I come from a culture where motherhood is revered, and where the narrative of sacrifice, patience and perfection in one’s mothering is both inspirational and overwhelming. On days like Mother’s Day, the weight of all that mothers are supposed to be can feel like a blessing and a burden. The talks and sermons at church are beautiful. The children’s singing has us all in tears. The flowers and chocolates are a delightful acknowledgement. The beautiful tributes and video clips everyone posts on Facebook, my own included, bring more tears and smiles. And yet.
What if your mother wasn’t like that? And worse. What if you’re not like that? And perhaps, heretically, are not sure you want to be?
I wasn’t raised by a perfect and patient woman. I was raised by a vocal, often strident and obstinate woman. Flawed and passionate and opinionated, her gift to me wasn’t the same as the narrative of motherhood I have heard all my life. Her gift to me was a life of faith in spite of a litany of flaws. Her gift to me was the capacity for honest and hard conversation on any subject I brought her way, even if she didn’t understand what I was on about. Her gift to me was zero hesitation to cry when it all fell apart, as life frequently did. Her gift to me was honesty about her fears and stresses and traumas.
I have watched my mother’s world collapse over and over. And I have seen her and my father, with their fiery, complex and yet unified way, put it back together again. And again. And again. Sacrifice yes — in abundance. Right there in partnership with my father. They worked so hard, gave up so much for my brothers and me. Their sacrifices in some ways, were made all the more beautiful to me because of their distance from perfection.
There are beloved women all around me who I watch and learn from every day. Who are truly representative of those beautiful qualities so iconic to the title of Mother. I need them, love them, revere them. But as my Mum reminded me today when we spoke, we all come to the families we need to. I guess I needed bold and bossy and strong.
And Mama, I wouldn’t have you any other way.

● Instructions to follow
Quote the essay on motherhood from "I wasn’t raised" to "stresses and traumas.".

Stored items
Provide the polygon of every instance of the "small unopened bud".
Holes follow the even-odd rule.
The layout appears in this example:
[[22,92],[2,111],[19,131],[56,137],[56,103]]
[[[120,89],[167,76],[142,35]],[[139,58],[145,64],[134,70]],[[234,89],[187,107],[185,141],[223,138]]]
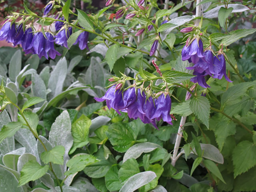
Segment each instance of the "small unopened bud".
[[191,31],[192,31],[193,30],[193,27],[186,27],[185,28],[184,28],[181,30],[180,32],[182,33],[189,33],[189,32],[191,32]]
[[116,87],[115,87],[115,90],[118,90],[118,89],[120,89],[121,87],[122,87],[123,86],[123,83],[118,83],[116,86]]
[[145,10],[145,8],[142,5],[139,5],[139,8],[141,10]]
[[112,77],[110,79],[109,79],[109,81],[115,81],[115,78],[114,77]]
[[138,31],[138,32],[137,32],[137,33],[136,34],[136,35],[135,35],[135,36],[139,36],[140,35],[141,35],[142,33],[143,33],[143,32],[144,32],[144,31],[145,30],[145,29],[144,28],[141,29]]
[[125,17],[125,19],[129,19],[132,18],[136,15],[136,14],[135,13],[129,13],[126,15],[126,17]]

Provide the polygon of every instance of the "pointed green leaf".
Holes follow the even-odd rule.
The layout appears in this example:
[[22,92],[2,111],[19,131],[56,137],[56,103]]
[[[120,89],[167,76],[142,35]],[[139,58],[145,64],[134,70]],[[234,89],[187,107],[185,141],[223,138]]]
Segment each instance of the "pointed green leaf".
[[52,162],[55,164],[63,165],[63,155],[65,153],[65,148],[62,145],[57,145],[50,151],[42,153],[41,159],[45,164]]
[[24,185],[31,181],[35,181],[47,173],[49,166],[41,166],[36,161],[30,161],[23,166],[20,172],[19,186]]

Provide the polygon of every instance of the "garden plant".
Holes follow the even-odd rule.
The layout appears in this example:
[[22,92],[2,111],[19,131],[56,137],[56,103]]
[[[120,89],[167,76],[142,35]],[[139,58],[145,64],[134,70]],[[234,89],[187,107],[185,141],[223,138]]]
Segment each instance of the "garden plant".
[[256,191],[255,0],[30,3],[0,30],[0,191]]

● Response to this task
I wasn’t raised by a perfect and patient woman. I was raised by a vocal, often strident and obstinate woman. Flawed and passionate and opinionated, her gift to me wasn’t the same as the narrative of motherhood I have heard all my life. Her gift to me was a life of faith in spite of a litany of flaws. Her gift to me was the capacity for honest and hard conversation on any subject I brought her way, even if she didn’t understand what I was on about. Her gift to me was zero hesitation to cry when it all fell apart, as life frequently did. Her gift to me was honesty about her fears and stresses and traumas.